═════ TEXT SEGMENT

Are the Headlines about Factory Orders Messing with us Again?

The drop in new orders was off an all-time high, while unfilled orders rose to an all-time high. Orders by major category.

By Wolf Richter for WOLF STREET.

The headlines had a kind of shocking collapse-is-nigh quality: Manufacturing orders plunged “by the most since April 2020.” These are new orders that manufacturing sites in the US received. But the drop was off the all-time high a month earlier. And unfilled orders rose to an all-time high. The Census Bureau released the data today. So here we go.

Unfilled orders rose to an all-time high of $1.36 trillion in October, up by 7.1% year-over-year, and up by 27% from 2019, according to Census Bureau data today. That’s the total backlog:

New orders fell 3.6% from their all-time high in September to $577 billion in October.

The data jumps up and down dramatically every month to the great excitement of the headlines. And the drop in October came off the all-time high in September. And it came after a huge spike in orders during the pandemic through June 2022. So compared to October 2019, new orders in October were still up by 26%!

The drop in new orders of $21.8 billion in October from the record in September was mostly caused by “nondefense aircraft and parts” – a very volatile category powered by huge but irregular orders for Boeing – which plunged by half, or by $15.9 billion. But some other industries saw record manufacturing orders.

What we can see is that after the spectacular spike through mid-2022, the boom in new orders overall has been plateauing at around these record levels for months, reached a new record in September, and declined off the record in October, in data that is notoriously volatile, with big month-to-month ups and downs.

══════════
═════ EXCERPTED DATA

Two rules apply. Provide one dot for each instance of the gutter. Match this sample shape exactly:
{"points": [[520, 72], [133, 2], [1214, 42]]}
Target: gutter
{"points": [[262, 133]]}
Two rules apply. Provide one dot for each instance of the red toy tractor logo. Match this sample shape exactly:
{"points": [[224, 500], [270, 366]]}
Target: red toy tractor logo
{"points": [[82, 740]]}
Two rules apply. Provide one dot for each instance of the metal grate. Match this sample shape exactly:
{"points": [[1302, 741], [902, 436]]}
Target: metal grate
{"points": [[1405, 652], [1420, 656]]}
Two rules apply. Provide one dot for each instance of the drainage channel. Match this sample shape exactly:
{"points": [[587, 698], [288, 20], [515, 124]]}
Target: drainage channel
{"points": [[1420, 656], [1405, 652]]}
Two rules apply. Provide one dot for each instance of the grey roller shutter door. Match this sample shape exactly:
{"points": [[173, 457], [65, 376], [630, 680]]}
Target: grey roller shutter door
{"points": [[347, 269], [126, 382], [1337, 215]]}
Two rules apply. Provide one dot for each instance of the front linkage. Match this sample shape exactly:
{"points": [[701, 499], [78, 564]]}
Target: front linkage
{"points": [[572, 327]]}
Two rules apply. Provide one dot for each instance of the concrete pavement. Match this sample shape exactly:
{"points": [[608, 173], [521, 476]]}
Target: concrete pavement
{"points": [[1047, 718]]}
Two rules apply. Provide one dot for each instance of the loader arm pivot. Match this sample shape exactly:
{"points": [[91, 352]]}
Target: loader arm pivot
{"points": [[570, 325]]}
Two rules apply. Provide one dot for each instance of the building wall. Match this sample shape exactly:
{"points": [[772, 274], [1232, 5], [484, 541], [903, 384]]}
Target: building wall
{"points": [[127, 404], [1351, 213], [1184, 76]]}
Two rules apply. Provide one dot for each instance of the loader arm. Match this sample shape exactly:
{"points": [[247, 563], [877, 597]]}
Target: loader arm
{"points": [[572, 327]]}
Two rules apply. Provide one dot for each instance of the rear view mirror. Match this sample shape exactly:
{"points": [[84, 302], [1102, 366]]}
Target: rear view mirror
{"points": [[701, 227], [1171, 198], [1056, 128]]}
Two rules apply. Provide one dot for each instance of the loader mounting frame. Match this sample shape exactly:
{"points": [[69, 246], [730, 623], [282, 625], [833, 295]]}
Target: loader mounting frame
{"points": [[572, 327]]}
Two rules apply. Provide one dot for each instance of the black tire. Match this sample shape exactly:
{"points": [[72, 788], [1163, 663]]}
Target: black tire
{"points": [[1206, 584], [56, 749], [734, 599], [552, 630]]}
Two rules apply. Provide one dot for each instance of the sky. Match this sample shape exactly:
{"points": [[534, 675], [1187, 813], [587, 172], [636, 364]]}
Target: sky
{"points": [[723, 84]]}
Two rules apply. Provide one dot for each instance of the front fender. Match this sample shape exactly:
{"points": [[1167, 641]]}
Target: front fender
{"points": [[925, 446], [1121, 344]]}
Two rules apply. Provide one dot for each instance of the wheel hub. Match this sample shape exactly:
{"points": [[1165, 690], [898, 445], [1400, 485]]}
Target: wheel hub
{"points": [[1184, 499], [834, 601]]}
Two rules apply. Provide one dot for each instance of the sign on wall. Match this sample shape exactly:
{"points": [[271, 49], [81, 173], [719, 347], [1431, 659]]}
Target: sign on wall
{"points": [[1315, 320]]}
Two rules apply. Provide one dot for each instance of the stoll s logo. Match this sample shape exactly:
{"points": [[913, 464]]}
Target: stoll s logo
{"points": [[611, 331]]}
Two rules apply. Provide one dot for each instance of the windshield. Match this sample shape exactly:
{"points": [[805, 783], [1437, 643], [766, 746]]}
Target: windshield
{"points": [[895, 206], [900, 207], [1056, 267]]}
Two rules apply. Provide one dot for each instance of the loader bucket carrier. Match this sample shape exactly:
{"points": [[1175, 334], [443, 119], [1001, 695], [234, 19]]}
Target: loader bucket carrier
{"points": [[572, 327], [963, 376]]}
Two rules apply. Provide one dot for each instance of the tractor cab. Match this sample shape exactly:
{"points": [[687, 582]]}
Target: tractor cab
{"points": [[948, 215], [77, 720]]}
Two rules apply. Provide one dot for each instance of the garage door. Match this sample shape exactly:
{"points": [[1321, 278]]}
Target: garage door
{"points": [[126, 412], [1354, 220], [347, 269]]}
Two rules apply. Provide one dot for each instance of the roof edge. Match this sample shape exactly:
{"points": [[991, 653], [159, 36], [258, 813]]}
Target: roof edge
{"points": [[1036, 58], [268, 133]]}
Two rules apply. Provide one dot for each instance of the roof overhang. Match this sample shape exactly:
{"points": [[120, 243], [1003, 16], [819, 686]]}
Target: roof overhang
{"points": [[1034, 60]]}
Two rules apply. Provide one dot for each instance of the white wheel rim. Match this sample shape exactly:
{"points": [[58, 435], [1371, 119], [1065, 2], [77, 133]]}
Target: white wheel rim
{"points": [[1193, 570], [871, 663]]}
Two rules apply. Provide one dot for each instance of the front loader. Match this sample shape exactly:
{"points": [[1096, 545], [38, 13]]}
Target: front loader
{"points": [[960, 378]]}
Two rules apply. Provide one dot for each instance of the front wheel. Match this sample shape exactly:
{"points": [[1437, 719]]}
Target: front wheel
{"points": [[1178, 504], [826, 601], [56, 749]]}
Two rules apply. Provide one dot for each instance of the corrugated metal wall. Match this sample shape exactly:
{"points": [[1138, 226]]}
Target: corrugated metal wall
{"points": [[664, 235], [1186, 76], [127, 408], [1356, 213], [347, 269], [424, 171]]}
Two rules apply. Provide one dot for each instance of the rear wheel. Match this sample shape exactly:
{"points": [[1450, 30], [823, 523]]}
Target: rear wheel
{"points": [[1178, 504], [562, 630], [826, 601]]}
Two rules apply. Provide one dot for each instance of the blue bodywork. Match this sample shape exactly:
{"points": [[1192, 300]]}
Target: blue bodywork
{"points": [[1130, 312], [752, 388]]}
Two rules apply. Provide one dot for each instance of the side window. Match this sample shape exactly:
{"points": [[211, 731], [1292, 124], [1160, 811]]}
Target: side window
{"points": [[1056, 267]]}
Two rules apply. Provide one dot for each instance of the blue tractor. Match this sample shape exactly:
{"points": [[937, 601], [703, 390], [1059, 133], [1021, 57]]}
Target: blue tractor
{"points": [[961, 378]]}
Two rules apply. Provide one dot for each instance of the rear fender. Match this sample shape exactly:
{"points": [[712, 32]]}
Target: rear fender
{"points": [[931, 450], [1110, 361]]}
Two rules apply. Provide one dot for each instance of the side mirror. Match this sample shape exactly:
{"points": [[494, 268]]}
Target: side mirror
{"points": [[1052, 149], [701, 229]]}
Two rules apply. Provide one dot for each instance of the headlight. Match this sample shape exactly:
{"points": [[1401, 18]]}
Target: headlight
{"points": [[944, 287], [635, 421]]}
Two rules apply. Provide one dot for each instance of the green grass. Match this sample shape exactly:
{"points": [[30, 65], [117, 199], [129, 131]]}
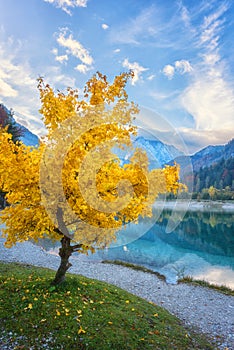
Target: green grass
{"points": [[222, 289], [83, 314]]}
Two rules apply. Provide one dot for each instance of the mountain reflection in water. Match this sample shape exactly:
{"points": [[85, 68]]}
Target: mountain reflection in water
{"points": [[202, 246]]}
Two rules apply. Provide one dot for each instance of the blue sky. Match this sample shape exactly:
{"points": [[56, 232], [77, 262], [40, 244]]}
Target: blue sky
{"points": [[181, 52]]}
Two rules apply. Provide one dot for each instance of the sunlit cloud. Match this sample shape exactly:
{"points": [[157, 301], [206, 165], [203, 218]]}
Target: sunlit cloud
{"points": [[136, 68], [62, 58], [169, 71], [74, 47], [67, 5], [209, 98], [180, 67], [82, 68], [151, 77], [183, 66], [105, 26], [138, 27]]}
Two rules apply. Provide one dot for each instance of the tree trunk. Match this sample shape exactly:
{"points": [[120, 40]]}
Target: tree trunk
{"points": [[64, 252]]}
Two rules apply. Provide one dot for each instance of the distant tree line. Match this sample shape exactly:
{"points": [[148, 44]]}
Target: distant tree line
{"points": [[215, 182]]}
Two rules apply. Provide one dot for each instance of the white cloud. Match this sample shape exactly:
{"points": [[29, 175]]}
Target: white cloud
{"points": [[183, 66], [54, 51], [61, 58], [169, 71], [134, 30], [136, 68], [66, 5], [18, 83], [105, 26], [210, 96], [151, 77], [82, 68], [210, 100], [180, 67], [74, 47]]}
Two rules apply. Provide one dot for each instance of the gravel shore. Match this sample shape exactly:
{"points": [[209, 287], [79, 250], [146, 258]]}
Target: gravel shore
{"points": [[204, 309]]}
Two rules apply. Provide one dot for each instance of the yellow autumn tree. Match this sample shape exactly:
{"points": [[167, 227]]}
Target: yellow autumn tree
{"points": [[73, 187]]}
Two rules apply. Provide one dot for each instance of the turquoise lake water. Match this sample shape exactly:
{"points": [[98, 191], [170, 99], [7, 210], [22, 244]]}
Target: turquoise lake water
{"points": [[201, 246]]}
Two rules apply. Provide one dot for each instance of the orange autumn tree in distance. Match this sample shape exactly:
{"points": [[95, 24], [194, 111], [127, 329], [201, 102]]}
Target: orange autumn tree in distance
{"points": [[73, 187]]}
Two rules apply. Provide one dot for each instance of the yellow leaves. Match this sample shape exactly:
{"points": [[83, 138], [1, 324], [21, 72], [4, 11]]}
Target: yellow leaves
{"points": [[81, 330], [95, 187], [29, 307]]}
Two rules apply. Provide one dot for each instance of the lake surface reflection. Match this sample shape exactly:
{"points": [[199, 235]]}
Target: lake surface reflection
{"points": [[202, 246]]}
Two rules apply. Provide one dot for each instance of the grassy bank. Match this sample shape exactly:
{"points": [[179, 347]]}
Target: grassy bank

══════════

WHAT YOU HAVE TO DO: List every dollar amount given in the article on factory orders, and state what each one measures.

OUTPUT FOR THIS TASK:
- $1.36 trillion: unfilled orders in October, the total backlog and an all-time high
- $577 billion: new orders in October, after a 3.6% fall from September's all-time high
- $21.8 billion: the drop in new orders in October from the September record
- $15.9 billion: the plunge in orders for "nondefense aircraft and parts," which fell by half